→ Enunciado 1
Responda às perguntas abaixo com base no trecho fornecido, identificando cada resposta pela letra correspondente.
(a) Para quem, segundo o trecho fornecido, o narcisismo é bom?
(b) Quais são os dois lugares citados como exemplos de onde alguém se expõe?
(c) Antigamente, de que o "papagaio de pirata" se aproveitava e com que finalidade?
→ Enunciado 2
Transcreva todas as frases do trecho fornecido que têm no máximo quatro palavras.

→ Trecho fornecido
↓↓↓

Nada contra quem sai se fotografando para postar e receber comentários. Mas tudo tem limite. Narcisos existem desde sempre. Quase parte da nossa natureza. E em tempos de mídias sociais e da facilidade do descarte, nada que surpreenda quando uma criatura humana decide se expor para além do esperado. É chato? Sim, é muito chato. Narcisismo só é bom para o próprio narcisista que sempre se acha! Seja em cima de um penhasco ou do lado do caixão de uma figura pública. Antes tinha o tal “papagaio de pirata” que se aproveitava de ocasiões como essa para aparecer numa foto de jornal ou coisa do tipo. Hoje são tantos os papagaios de pirata que até perde a graça, se é que algum dia isso teve graça.

↑↑↑

→ Registros

↓↓↓

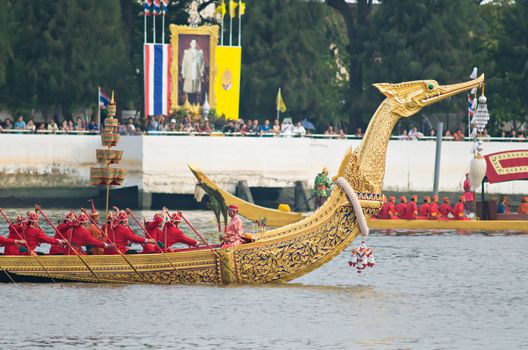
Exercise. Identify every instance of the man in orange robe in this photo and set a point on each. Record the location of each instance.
(388, 210)
(445, 208)
(401, 208)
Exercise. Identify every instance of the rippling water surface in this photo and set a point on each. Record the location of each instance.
(428, 291)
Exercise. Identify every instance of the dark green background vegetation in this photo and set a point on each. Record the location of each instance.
(54, 54)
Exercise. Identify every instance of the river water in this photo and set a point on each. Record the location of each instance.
(441, 290)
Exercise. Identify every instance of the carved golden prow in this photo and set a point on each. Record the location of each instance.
(403, 100)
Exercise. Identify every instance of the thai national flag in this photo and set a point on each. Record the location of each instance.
(157, 58)
(156, 7)
(104, 99)
(148, 4)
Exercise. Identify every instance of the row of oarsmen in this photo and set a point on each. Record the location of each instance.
(431, 210)
(74, 233)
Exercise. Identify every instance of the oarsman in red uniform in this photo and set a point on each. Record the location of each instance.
(35, 236)
(80, 237)
(11, 242)
(458, 210)
(412, 208)
(122, 234)
(96, 232)
(171, 234)
(445, 208)
(20, 226)
(153, 229)
(425, 208)
(234, 231)
(65, 230)
(401, 208)
(434, 213)
(388, 210)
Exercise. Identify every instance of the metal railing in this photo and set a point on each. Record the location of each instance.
(256, 135)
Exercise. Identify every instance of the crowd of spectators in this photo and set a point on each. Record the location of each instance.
(189, 125)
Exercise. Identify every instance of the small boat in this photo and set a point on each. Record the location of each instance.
(278, 255)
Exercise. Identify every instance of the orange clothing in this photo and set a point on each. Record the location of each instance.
(401, 209)
(412, 210)
(233, 232)
(523, 208)
(458, 211)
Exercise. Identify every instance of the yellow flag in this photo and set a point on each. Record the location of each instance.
(241, 8)
(232, 7)
(281, 107)
(221, 9)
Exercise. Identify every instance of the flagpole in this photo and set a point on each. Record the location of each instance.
(163, 29)
(239, 24)
(230, 25)
(99, 108)
(222, 29)
(145, 27)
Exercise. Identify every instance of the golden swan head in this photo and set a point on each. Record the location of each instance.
(410, 97)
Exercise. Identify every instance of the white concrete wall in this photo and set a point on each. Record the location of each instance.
(46, 161)
(158, 164)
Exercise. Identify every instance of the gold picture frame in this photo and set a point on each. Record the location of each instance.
(176, 31)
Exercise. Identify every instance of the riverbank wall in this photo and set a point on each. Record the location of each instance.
(48, 166)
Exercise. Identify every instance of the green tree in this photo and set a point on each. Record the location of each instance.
(286, 44)
(64, 50)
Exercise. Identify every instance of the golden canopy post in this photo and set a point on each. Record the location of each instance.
(106, 174)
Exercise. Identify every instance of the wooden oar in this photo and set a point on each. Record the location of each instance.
(117, 249)
(31, 251)
(37, 208)
(159, 248)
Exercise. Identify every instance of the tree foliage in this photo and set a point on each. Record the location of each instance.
(54, 54)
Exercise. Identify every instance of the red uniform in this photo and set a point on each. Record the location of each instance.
(424, 209)
(401, 209)
(411, 211)
(65, 230)
(153, 229)
(171, 235)
(468, 194)
(458, 211)
(6, 241)
(445, 209)
(121, 235)
(12, 249)
(81, 237)
(35, 236)
(387, 211)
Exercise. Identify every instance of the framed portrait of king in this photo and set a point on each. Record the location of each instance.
(192, 65)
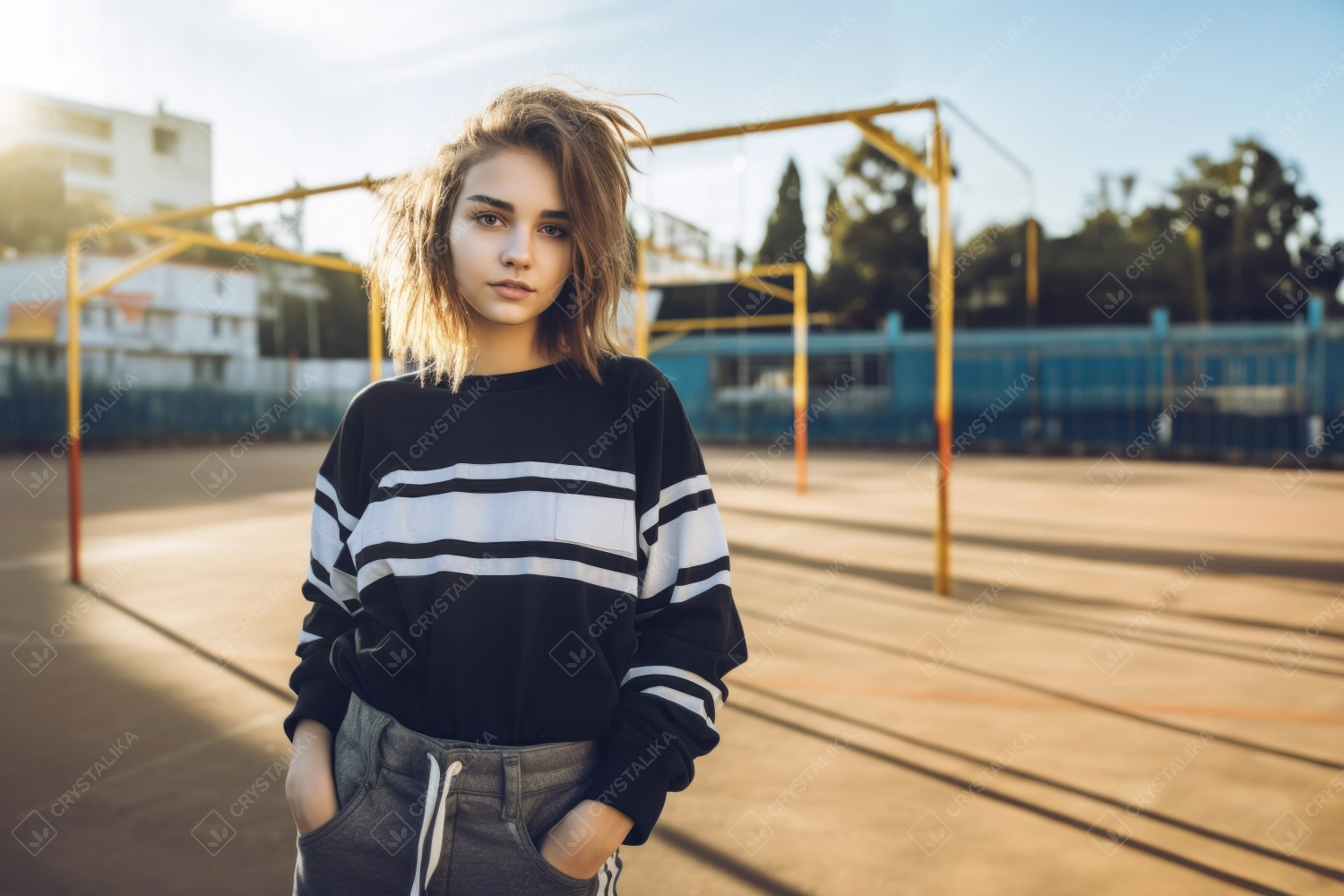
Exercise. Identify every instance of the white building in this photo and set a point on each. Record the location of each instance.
(172, 324)
(132, 163)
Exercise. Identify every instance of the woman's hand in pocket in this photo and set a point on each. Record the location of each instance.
(311, 783)
(582, 841)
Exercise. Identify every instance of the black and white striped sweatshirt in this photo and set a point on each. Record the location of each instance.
(532, 559)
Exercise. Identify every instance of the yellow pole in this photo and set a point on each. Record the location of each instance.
(1032, 284)
(800, 375)
(943, 366)
(73, 402)
(375, 332)
(1193, 241)
(642, 324)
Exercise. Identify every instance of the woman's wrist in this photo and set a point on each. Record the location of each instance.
(311, 785)
(582, 841)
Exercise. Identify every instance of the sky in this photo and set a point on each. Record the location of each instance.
(330, 91)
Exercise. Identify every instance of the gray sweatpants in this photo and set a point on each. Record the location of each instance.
(422, 815)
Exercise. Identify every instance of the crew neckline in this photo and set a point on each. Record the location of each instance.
(513, 381)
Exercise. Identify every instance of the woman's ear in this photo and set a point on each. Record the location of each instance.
(569, 297)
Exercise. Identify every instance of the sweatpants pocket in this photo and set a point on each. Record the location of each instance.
(540, 812)
(368, 847)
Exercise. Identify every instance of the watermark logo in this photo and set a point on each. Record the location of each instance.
(572, 653)
(214, 833)
(1109, 473)
(392, 833)
(752, 831)
(930, 831)
(1109, 295)
(212, 295)
(34, 653)
(925, 474)
(34, 831)
(394, 654)
(1109, 833)
(214, 474)
(1288, 295)
(34, 474)
(1109, 653)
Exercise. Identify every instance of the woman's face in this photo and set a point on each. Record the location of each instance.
(510, 237)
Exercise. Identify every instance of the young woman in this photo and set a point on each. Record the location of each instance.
(521, 605)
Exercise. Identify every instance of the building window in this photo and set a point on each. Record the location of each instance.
(88, 163)
(88, 198)
(166, 142)
(75, 123)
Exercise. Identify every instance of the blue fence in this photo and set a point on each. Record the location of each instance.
(1230, 392)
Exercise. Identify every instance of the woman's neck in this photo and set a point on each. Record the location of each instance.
(505, 349)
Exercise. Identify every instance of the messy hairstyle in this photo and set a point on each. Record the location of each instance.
(424, 309)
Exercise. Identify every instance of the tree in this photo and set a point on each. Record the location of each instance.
(785, 234)
(34, 212)
(879, 252)
(1257, 230)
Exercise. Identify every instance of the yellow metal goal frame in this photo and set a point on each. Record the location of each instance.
(933, 167)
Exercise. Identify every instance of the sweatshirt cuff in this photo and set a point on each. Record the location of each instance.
(322, 699)
(628, 780)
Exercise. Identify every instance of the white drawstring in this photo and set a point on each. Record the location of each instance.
(435, 831)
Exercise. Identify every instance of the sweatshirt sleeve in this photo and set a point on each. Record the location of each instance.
(690, 634)
(339, 501)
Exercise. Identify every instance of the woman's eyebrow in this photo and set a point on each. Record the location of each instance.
(507, 206)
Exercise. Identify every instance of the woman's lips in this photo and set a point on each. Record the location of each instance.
(511, 292)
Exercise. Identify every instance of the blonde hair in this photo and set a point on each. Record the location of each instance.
(424, 309)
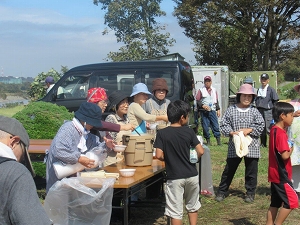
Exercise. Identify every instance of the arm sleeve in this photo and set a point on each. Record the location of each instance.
(195, 140)
(65, 146)
(282, 144)
(257, 124)
(225, 125)
(107, 126)
(113, 135)
(274, 96)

↑↑↑

→ Solução 1
(a) Para o próprio narcisista, "que sempre se acha".
(b) Em cima de um penhasco e ao lado do caixão de uma figura pública.
(c) Aproveitava-se de ocasiões como essa para aparecer numa foto de jornal ou coisa do tipo.

→ Solução 2
- Mas tudo tem limite.
- Narcisos existem desde sempre.
- É chato?
- Sim, é muito chato.